■ Page extract ■
>> start

Sadly, I have no pictures from this
part of my journey. My camera malfunctioned and the memory chip with
the few picture I took was corrupted. Not a huge loss – the sea
looked pretty much the same from one day to the next!
Departing Mexico is not quite like
departing the USA. If I had any hope of ever returning to Mexico, I
needed a document called a “zarpe.” This is a document that says
I have discharged all my debts in Mexico and I have permission to
depart. Despite warnings about the difficulty of obtaining said
document, it turned out to be fairly straight forward.
First, I went to the Cabo San Lucas Port Captain's
office about 5 blocks from the marina. The Port Captain informed me
that I needed to go to Immigration first. That turned out to be about
7 blocks back in the direction I had just come from. Though it was
only a little after 9 AM, it was already fairly hot and sticky. The
air conditioning was broken at Immigration.
It required about an hour and two
trips to the counter to complete the formalities. On the first trip
to the counter, I launched into my request in English. The agent
listened to me and teasingly replied “You aren't even going to try
speaking Spanish?” I fumbled through an apology which he brushed
aside and proceeded to tell me in excellent English what form I
needed to fill out.
I took the form and retreated to
another nearby counter. The form was, of course, in Spanish. I spent
the next 20 minutes or so consulting my Spanish – English
dictionary and filling out the form. The second trip to the agent's
window rewarded me with the necessary papers.
The first order of business after
that was to stop at a convenience store and buy a bottle of water. It
was quickly turning into a hot, sticky Cabo day. At the Port
Captain's office, the Port Captain scanned my paperwork, turned to an
assistant, issued rapid instructions and shortly afterward, asked me
how I wanted to pay for the zarpe. If I wanted to pay cash, I would
have to go the Bancomer office just across the street from
Immigration, pay them and return with a receipt. If, however, I
wanted to pay with a credit card, I could do that right here in the
office. I handed over my credit card and then waited for another 20
minutes while the credit card transaction was processed.
Zarpe in hand, I returned to the
marina area. The plan was to start sailing as soon as I got back to
the boat but knowing that I was going to have to eat my own cooking
for the next 30 or so days, I stopped at Alexander Restaurant on the
edge of the marina. After consuming a beer and a burrito, I headed
back to the boat.

>> end

■ Dataset excerpts ■
>> start

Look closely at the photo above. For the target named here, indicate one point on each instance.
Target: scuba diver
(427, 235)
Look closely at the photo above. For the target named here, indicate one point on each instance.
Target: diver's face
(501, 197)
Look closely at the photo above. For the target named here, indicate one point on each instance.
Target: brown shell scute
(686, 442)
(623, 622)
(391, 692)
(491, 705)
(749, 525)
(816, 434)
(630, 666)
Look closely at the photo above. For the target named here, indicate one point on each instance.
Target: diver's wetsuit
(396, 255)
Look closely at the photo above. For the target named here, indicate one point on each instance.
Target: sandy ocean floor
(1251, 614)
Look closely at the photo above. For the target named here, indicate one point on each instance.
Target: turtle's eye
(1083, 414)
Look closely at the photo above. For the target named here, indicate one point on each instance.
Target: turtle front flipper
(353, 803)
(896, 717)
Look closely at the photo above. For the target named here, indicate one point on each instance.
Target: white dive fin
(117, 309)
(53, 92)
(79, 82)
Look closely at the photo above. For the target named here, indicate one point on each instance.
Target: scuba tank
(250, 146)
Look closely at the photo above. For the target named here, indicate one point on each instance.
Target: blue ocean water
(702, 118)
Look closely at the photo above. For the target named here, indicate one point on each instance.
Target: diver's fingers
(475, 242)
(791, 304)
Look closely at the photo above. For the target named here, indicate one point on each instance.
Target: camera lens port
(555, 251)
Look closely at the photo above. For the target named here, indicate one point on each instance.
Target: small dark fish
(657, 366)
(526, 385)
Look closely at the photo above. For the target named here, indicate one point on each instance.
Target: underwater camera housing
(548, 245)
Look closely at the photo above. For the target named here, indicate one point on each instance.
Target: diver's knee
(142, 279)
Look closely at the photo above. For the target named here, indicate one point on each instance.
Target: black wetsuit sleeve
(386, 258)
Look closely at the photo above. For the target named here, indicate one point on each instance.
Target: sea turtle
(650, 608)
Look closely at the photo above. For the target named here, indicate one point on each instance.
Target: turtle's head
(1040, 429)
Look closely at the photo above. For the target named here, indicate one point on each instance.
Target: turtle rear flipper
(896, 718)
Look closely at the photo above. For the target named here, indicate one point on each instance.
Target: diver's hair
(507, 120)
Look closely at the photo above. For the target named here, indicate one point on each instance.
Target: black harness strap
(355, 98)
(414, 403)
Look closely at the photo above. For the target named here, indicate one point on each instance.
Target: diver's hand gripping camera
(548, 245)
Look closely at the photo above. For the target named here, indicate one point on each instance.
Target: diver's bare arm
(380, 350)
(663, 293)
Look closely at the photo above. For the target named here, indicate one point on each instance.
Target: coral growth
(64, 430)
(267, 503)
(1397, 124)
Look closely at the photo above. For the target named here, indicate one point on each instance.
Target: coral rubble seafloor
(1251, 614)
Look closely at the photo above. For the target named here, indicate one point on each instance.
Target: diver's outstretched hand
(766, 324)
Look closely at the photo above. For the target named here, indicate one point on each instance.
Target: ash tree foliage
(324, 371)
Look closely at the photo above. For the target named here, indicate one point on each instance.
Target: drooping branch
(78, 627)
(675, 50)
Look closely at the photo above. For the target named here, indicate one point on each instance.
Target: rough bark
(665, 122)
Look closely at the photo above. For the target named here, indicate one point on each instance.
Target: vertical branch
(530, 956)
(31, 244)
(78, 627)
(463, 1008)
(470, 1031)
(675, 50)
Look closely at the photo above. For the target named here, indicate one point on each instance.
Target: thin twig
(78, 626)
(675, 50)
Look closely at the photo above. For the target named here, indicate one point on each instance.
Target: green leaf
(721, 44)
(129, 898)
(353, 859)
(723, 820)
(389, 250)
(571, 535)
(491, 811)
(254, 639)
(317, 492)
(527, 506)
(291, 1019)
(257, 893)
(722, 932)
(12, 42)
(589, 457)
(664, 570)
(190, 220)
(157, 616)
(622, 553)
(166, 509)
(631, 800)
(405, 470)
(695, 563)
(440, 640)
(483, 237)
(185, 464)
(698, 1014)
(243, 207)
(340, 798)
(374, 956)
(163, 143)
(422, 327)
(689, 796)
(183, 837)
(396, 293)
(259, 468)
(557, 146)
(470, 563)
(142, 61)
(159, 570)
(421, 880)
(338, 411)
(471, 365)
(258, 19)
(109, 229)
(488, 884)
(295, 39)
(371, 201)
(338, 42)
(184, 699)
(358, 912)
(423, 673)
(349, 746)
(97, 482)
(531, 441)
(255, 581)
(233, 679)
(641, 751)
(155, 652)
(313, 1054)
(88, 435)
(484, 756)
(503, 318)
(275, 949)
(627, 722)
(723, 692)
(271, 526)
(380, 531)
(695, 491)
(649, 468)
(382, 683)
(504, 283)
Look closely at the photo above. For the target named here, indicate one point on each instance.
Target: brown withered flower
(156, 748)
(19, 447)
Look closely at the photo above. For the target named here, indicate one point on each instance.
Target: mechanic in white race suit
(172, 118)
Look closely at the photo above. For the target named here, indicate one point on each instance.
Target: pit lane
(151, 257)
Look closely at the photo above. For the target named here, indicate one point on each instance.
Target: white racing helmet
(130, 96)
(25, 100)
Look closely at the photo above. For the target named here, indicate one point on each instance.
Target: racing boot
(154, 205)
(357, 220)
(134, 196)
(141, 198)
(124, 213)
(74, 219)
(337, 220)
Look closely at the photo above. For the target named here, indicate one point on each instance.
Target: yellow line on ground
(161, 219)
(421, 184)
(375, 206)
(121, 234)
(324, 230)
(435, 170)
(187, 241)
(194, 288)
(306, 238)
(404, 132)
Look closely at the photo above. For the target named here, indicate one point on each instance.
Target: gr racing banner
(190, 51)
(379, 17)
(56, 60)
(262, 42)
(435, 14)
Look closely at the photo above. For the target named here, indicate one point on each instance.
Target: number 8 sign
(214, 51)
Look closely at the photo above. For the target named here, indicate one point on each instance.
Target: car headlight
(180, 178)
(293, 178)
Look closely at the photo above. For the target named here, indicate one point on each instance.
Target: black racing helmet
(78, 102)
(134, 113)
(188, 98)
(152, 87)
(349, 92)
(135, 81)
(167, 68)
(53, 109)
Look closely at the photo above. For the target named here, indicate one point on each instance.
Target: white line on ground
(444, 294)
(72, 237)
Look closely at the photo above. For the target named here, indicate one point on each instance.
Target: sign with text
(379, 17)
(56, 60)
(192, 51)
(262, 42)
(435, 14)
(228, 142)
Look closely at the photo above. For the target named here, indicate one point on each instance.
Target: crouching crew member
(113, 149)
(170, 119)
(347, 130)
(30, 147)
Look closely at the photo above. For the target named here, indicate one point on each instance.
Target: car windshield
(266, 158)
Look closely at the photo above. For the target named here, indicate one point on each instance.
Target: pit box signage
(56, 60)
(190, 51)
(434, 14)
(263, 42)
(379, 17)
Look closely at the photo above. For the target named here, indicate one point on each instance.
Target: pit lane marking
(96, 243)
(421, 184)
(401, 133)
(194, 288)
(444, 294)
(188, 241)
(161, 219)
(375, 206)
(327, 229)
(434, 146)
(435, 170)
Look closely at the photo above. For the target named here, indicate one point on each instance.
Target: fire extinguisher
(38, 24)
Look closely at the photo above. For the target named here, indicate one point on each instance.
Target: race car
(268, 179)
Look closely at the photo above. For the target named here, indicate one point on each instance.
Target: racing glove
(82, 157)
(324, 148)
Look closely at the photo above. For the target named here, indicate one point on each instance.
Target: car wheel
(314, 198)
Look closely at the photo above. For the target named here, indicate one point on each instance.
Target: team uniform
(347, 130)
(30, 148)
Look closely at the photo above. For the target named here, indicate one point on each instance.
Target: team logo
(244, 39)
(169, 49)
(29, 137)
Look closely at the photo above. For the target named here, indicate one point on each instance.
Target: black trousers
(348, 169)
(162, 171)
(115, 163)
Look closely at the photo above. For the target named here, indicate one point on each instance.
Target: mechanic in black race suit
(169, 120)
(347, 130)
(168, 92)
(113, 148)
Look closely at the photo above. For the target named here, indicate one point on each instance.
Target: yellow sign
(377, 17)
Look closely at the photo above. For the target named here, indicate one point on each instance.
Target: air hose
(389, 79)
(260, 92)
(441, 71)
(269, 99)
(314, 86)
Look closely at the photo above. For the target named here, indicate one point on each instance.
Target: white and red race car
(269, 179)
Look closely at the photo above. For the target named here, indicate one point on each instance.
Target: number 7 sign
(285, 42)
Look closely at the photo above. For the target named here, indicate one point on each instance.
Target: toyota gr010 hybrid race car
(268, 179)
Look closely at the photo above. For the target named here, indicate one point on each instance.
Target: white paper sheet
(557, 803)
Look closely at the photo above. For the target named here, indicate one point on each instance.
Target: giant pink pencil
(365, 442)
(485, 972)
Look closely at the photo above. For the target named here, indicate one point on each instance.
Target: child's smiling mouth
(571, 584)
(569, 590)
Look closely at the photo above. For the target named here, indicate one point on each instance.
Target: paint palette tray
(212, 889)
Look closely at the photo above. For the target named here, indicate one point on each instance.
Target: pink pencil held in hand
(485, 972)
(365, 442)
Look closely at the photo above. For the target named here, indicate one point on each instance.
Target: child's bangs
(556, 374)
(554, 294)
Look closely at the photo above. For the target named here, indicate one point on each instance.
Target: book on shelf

>> end

■ Your goal ■
In the account of departing Cabo San Lucas, why did the writer need to obtain a zarpe before leaving Mexico? Answer in one to three sentences.

■ Solution for this problem ■
The writer needed a zarpe to have any hope of ever returning to Mexico. The zarpe states that the holder has discharged all debts in Mexico and has permission to depart.